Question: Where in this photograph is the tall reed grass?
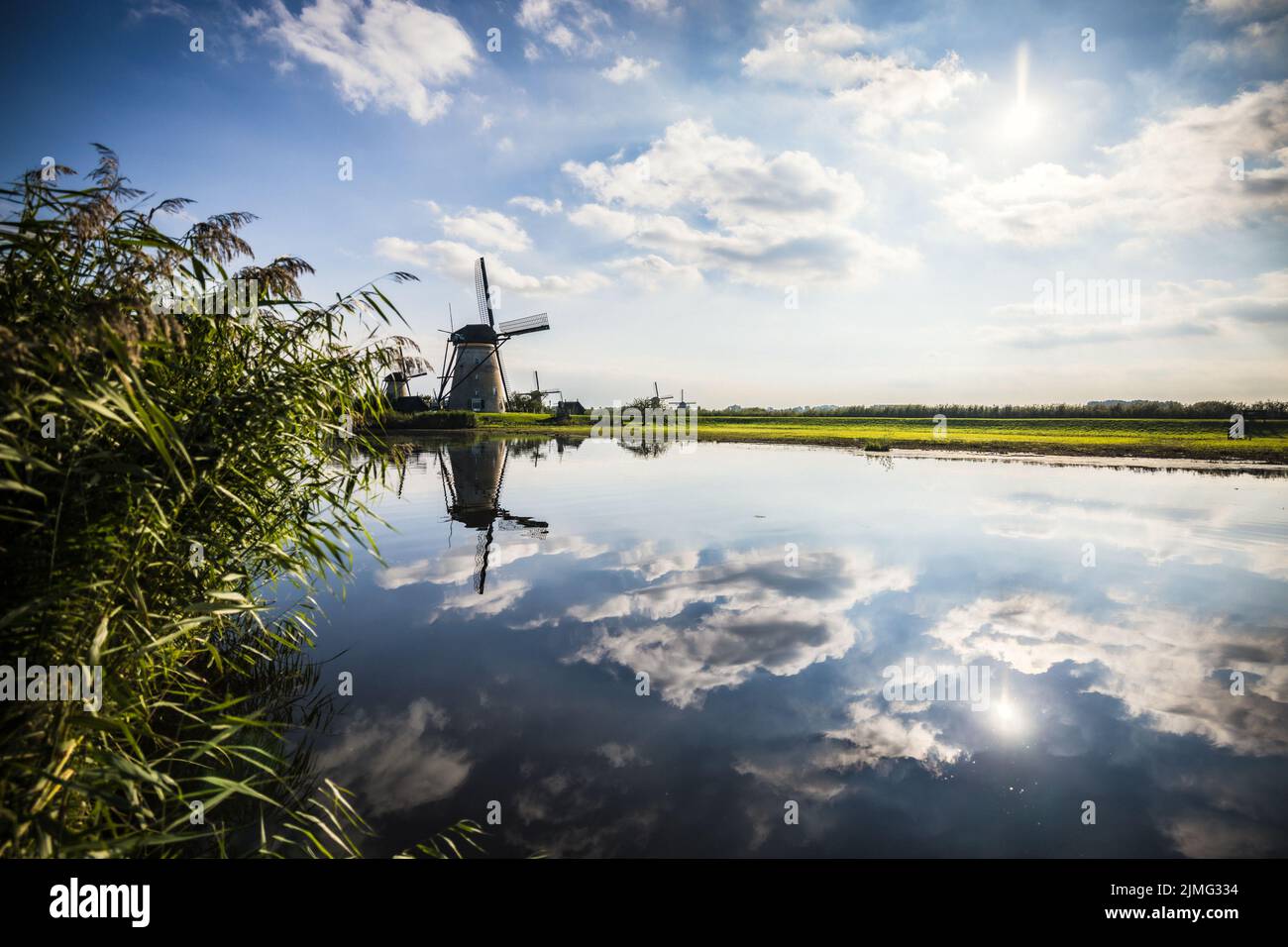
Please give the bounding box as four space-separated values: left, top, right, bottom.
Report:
0 146 432 857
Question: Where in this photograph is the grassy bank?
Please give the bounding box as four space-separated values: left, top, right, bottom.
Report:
430 414 1288 464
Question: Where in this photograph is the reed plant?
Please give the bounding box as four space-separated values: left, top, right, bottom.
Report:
0 146 413 857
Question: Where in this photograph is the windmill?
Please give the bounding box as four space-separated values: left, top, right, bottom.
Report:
648 381 675 407
438 257 550 411
438 441 550 595
527 371 563 411
381 335 432 407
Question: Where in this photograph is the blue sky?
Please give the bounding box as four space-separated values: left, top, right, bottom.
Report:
0 0 1288 406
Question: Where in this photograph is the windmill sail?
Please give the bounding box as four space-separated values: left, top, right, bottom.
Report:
496 312 550 335
474 257 496 329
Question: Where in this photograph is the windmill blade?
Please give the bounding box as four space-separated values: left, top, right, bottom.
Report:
474 257 496 329
496 312 550 335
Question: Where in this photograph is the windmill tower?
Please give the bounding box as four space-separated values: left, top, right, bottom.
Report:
438 257 550 411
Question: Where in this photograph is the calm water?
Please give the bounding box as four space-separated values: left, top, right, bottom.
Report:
309 441 1288 857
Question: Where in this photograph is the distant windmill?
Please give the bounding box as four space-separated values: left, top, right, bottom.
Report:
381 335 432 406
438 257 550 411
528 371 563 411
649 381 675 407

┄┄┄┄┄┄┄┄┄┄

Rewrite all of the material above, putting "image" wherever "photograph" appears and changing nothing else. Please leave the pictures out of your answer.

Question: Where in this image is the tall reed grass?
Please give the bounding box as four space-separated values: left, top, right, bottom.
Report:
0 146 432 857
Question: Where in this image is the grassy bank?
Please give the bounding box as four space-separated values: left, top, right, bottom.
Report:
430 414 1288 464
Question: Where in this image is the reed plant?
Please give the bounding box as four space-separated values: left, top, right, bottom.
Report:
0 146 413 857
Question: Where in this image is the windmill?
Please give the bounding box as four space-separated values: left, top, right, bottom.
Report:
648 381 675 407
438 257 550 411
438 441 550 595
527 371 563 411
381 335 432 407
Question: Where in this image is the blue sky?
Please give the bounding box as four space-separated values: left, top, right, bottom.
Report:
0 0 1288 406
Question: Where in this image is the windmill sail?
Please give the bounding box as four space-separated values: left, top, right, bottom.
Report:
496 312 550 335
474 257 496 329
Question: Where in this image is the windmill blade?
Please give the bounding box as four space-separated values: left, top, right, bottom.
Report:
474 257 496 329
496 312 550 335
Question: Where in this image is the windmill tower?
Please give the bounding box as four space-separated values: left, top, right, bottom.
Report:
438 257 550 411
Question: Where in this image is the calm water?
Please give the bounding box as four space-separated values: left, top, right, bottom.
Report:
309 441 1288 857
Question: Where in this image is the distant windmill?
Please give the bounding box as four space-separated values: left, top, right, bottom.
Report:
381 335 432 406
438 257 550 411
528 371 563 411
649 381 675 407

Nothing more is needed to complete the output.